**Metin**:
------------------------

Bürokraside milyarder emeklilik tezgáhı var

Türkiye Büyük Millet Meclisi KİT Komisyonu'dna önde gelen KİT'lerden birinin başındaki bürokrat faaliyetlerini anlatıyor, bilançosunu savunuyor.

Aradan bir Komisyon üyesi bürokrata şaka yollu takılıyor:

- Farkında mısınız, siz neredeyse 10 kişinin hakkını yemişsiniz...

Bürokrat önce atılan lafı algılayamıyor, Komisyon üyesine dönüp, ne demek istediğini anlamaya çalışıyor. Bunun üzerine Komisyon üyesi ne demek istediğini biraz daha açık sözlerle ifade ediyor:

- Siz epey uzun süredir görevinizdesiniz. Oysa bu süre içerisinde rahatlıkla 5-10 değerli bürokrat arkadaşımız da bu makama gelip, emeklilik yaşamının daha rahat geçmesini garantileyebilirdi.

Bu diyalog kafama takıldı. KİT'lerden birinde genel müdür, genel müdür yardımcısı gibi koltuklardan emekli olmak ne gibi avantajlar sağlıyor?

Bu soruma önce KİT Komisyonu'nda atılan lafa muhatap olan bürokratın yakın çalışma arkadaşlarından birinden yanıt geldi:

- KİT'lerden birinin genel müdürüyken emekli olmak, ortalama 1 milyar liralık emekli maaşını garantilemek anlamına geliyor.

------------------------

Kaynak veriler
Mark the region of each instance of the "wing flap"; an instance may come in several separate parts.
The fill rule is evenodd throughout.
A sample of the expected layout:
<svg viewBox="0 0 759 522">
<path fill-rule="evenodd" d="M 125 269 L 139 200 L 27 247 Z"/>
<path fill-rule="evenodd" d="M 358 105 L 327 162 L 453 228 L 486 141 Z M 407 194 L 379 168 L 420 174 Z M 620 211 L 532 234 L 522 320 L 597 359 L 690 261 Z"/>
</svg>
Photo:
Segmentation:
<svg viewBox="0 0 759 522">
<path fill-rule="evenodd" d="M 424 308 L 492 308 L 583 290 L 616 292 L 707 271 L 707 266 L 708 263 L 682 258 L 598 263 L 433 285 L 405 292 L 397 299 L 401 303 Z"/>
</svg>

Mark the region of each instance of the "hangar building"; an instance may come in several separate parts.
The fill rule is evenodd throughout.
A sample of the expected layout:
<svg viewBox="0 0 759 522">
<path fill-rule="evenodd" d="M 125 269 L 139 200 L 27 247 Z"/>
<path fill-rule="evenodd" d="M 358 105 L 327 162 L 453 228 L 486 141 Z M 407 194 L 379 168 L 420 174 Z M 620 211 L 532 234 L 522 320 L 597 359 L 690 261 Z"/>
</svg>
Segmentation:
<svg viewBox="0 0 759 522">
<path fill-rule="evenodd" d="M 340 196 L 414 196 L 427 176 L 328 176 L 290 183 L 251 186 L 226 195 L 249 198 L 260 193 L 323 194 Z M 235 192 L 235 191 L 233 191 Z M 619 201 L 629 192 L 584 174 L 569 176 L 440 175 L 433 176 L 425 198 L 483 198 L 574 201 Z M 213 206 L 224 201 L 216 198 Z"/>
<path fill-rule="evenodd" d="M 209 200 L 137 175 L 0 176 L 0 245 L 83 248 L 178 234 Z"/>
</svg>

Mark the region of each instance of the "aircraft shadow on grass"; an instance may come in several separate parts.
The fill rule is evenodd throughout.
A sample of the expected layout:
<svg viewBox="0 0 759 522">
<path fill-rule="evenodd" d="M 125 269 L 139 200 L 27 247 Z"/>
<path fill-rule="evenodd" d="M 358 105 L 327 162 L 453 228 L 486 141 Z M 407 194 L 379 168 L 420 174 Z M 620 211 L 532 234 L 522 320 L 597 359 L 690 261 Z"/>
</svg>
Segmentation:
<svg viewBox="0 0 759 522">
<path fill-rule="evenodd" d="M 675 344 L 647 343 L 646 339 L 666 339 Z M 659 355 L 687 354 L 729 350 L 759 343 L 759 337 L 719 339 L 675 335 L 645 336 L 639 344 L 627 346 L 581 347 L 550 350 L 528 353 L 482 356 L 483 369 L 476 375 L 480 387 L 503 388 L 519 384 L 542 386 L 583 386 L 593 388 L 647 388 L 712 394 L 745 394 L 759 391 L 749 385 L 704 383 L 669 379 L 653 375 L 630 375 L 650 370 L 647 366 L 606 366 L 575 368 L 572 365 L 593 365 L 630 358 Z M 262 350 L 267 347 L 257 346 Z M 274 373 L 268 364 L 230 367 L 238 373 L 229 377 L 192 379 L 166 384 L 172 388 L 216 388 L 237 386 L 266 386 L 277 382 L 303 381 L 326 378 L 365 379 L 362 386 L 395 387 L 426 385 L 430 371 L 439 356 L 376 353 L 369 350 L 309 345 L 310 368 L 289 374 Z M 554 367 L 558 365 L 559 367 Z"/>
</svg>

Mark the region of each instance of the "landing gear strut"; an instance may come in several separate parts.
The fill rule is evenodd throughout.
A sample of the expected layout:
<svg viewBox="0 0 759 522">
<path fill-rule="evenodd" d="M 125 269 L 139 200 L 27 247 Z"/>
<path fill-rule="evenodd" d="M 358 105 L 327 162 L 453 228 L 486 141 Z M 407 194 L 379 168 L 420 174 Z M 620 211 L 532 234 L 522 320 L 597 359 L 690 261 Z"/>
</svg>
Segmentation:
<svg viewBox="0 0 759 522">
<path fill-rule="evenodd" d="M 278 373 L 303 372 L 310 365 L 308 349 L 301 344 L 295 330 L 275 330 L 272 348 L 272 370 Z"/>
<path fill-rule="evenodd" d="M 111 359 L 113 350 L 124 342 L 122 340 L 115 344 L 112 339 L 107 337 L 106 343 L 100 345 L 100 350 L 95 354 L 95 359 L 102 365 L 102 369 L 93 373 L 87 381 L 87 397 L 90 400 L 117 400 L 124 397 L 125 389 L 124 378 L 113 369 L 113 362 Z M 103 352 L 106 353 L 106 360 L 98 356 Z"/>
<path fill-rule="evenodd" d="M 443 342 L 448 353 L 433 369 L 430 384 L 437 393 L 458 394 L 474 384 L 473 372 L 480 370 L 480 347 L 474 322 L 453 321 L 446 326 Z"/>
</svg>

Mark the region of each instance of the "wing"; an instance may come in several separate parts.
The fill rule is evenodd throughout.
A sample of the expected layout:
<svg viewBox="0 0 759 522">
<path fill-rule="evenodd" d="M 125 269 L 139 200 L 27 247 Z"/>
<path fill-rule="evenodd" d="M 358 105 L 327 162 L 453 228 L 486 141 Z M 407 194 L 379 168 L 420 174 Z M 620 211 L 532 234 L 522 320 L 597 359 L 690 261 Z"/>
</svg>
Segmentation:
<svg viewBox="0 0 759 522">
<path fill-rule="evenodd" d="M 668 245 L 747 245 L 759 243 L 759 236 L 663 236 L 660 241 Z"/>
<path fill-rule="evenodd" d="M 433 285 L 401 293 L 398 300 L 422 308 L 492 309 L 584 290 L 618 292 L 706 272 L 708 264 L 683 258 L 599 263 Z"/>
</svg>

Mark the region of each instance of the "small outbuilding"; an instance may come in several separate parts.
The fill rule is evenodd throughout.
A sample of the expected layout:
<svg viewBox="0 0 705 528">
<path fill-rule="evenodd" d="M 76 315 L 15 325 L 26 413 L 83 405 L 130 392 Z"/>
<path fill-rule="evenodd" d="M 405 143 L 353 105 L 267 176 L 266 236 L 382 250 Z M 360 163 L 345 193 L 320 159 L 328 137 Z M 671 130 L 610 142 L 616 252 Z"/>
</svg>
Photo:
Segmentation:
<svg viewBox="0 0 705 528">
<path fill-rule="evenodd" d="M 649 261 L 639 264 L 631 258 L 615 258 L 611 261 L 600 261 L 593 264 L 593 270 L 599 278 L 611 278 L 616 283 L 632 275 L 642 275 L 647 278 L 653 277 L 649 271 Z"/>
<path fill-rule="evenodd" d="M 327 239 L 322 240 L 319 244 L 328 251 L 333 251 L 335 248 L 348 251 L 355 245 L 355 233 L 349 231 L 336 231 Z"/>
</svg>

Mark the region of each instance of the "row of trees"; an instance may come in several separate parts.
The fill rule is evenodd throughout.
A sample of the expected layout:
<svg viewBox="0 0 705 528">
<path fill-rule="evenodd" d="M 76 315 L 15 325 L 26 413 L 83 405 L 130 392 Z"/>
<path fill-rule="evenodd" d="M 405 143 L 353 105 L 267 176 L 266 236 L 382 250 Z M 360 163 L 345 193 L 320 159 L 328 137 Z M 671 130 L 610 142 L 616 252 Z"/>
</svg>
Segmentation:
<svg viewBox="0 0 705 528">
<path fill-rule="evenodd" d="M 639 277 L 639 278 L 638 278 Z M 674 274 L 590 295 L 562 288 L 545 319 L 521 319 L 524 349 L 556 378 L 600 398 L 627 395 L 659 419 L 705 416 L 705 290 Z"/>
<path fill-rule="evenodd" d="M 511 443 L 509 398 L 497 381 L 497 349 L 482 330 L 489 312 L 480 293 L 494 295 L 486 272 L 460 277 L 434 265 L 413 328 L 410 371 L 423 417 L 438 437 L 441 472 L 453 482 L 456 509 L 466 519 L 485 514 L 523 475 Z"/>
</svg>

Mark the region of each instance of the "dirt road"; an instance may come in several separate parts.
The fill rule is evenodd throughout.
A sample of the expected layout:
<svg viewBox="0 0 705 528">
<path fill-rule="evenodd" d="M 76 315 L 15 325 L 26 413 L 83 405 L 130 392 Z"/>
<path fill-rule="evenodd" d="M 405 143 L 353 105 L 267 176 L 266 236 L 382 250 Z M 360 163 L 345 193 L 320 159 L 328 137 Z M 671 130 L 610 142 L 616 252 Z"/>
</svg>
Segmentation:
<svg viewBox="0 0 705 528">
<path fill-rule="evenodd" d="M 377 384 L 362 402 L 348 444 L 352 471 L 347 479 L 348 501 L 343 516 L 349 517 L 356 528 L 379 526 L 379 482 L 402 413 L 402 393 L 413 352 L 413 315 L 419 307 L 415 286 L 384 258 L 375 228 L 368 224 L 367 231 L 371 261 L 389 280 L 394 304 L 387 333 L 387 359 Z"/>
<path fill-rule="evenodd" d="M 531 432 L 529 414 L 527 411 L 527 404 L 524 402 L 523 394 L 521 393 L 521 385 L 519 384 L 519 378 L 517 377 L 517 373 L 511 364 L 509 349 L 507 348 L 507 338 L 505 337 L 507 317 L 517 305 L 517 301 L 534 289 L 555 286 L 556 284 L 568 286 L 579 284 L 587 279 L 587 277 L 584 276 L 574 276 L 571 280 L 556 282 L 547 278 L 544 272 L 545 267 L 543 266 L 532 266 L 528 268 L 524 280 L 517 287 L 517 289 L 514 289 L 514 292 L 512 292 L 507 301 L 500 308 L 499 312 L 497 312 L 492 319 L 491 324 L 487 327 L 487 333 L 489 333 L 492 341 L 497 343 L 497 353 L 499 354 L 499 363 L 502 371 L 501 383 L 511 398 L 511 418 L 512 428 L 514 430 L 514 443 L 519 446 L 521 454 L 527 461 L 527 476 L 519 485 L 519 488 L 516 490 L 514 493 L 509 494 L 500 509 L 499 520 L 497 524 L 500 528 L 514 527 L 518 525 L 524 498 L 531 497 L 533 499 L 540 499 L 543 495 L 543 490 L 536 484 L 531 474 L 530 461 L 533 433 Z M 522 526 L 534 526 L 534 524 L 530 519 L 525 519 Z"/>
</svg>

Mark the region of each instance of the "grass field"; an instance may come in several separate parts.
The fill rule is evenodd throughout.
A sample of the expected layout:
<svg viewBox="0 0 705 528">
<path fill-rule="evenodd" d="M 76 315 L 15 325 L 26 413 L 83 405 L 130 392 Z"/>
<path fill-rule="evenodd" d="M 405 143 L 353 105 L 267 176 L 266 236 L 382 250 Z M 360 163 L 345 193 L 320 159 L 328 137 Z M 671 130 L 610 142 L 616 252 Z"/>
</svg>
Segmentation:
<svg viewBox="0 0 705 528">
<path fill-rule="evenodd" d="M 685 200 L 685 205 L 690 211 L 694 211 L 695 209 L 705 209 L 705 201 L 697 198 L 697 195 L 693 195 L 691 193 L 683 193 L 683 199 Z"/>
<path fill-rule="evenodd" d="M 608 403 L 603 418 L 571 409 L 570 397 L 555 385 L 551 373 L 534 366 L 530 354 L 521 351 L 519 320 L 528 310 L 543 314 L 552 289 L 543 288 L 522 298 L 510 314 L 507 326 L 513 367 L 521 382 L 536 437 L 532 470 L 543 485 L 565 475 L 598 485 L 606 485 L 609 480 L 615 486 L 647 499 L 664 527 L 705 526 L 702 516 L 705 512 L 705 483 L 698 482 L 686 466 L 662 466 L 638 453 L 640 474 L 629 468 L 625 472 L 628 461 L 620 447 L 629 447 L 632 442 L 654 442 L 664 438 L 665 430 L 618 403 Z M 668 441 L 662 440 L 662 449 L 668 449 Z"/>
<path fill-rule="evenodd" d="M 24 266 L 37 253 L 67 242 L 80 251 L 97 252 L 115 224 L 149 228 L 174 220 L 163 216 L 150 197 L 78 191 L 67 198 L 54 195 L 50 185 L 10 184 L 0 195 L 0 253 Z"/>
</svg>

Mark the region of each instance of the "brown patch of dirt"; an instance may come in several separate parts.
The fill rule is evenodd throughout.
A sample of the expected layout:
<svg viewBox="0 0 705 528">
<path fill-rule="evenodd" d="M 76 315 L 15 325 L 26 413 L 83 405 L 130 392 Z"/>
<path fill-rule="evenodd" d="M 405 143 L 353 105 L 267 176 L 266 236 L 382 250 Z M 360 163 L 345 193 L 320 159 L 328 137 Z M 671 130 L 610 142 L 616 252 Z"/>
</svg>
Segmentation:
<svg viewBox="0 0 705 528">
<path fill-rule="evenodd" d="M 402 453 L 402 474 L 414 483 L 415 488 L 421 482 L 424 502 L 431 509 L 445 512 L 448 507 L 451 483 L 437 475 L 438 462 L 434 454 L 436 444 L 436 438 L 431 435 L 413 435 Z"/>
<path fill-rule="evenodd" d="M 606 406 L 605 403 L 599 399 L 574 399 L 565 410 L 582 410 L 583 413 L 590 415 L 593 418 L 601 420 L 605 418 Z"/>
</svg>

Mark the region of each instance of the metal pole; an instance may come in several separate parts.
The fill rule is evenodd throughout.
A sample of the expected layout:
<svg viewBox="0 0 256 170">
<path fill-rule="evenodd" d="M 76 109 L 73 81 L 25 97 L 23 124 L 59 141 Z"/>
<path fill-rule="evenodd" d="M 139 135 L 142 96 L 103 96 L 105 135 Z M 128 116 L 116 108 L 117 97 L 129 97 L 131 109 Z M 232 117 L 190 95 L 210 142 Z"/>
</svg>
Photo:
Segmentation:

------------------------

**Yapılacak Alıştırmalar**:
(1) KİT yöneticilerinin emekliliğini konu alan metinde "Bürokrat önce atılan lafı" diye başlayan paragrafı ana bilgilerini koruyarak daha kısa biçimde yeniden yazın.
(2) KİT yöneticilerinin emekliliğini konu alan metni son cümlesinden itibaren sürdürün.

**Yanıt Listesi**:
(1) Bürokrat önce sözü anlamaz ve ne kastedildiğini anlamak için Komisyon üyesine döner. Bunun üzerine üye, söylediğini daha açık bir dille tekrarlar.

(2)
MAKAM VARİSE DE KALIYOR

Aldığım bu yanıtla yetinmedim. Sadece çıplak maaşlarının Emekli Sandığı kurallarına göre bağlanan bölümünün her makam için 1 milyar lirayı bulması ya da aşması nasıl mümkün olabilir?

Bu soruma da eski bir bürokrattan yanıt buldum:

- Makam tazminatlarıyla ilgili kararname bir süre önce değişti. Görev sürerken maaşlara eklenen makam tazminatı, emeklilik halinde de sürüyor.

Ne demek, yani bir genel müdür emekliliğinden sonra da genel müdürmüş gibi makam tazminatı mı alıyor?

Bürokrat dostum yanıtını daha da netleştirdi:

- Elbette... Genel müdürsen, makam taznimatın emekli maaşınla birlikte ona göre sürüyor. Genel müdür yardımcısıysan yine öyle... Aynı durum bürokrasideki birçok makam için geçerli. Ayrıca, diyelim ki bir genel müdür gerekli süreyi dolduramadan başka bir göreve atandı. Daha sonra denk bir göreve geldiği zaman, o da makam tazminatı için yeterli oluyor. Ayrıca, makamlardan hangisinin tazminatı daha yüksekse, ona göre seçim yapma şansı da bulunuyor. Ayrıca ölüm halinde makam tazminatı varislere de kalıyor.

İ
Kİ YIL YETİYOR

Geçen hafta Sümer Holding'te kısa sürede 24 genel müdür ve yardımcısı atandığı gündeme geldi. Sadece bir fabrikaya atanan genel müdürlerin görevde kalış süreleri şöyleydi:

Y.S. (7 ay 11 gün), Y.K. (1 ay 19 gün), Ş.A. (7 ay 19 gün), İ.K. (2 ay 10 gün), N.S. (4 ay 5 gün), H.Y. (1 ay 8 gün), F.T. (1 yıl 8 ay).

Bu kadar kısa sürelerde o koltuklarda kalmak ne işe yarıyor dersiniz?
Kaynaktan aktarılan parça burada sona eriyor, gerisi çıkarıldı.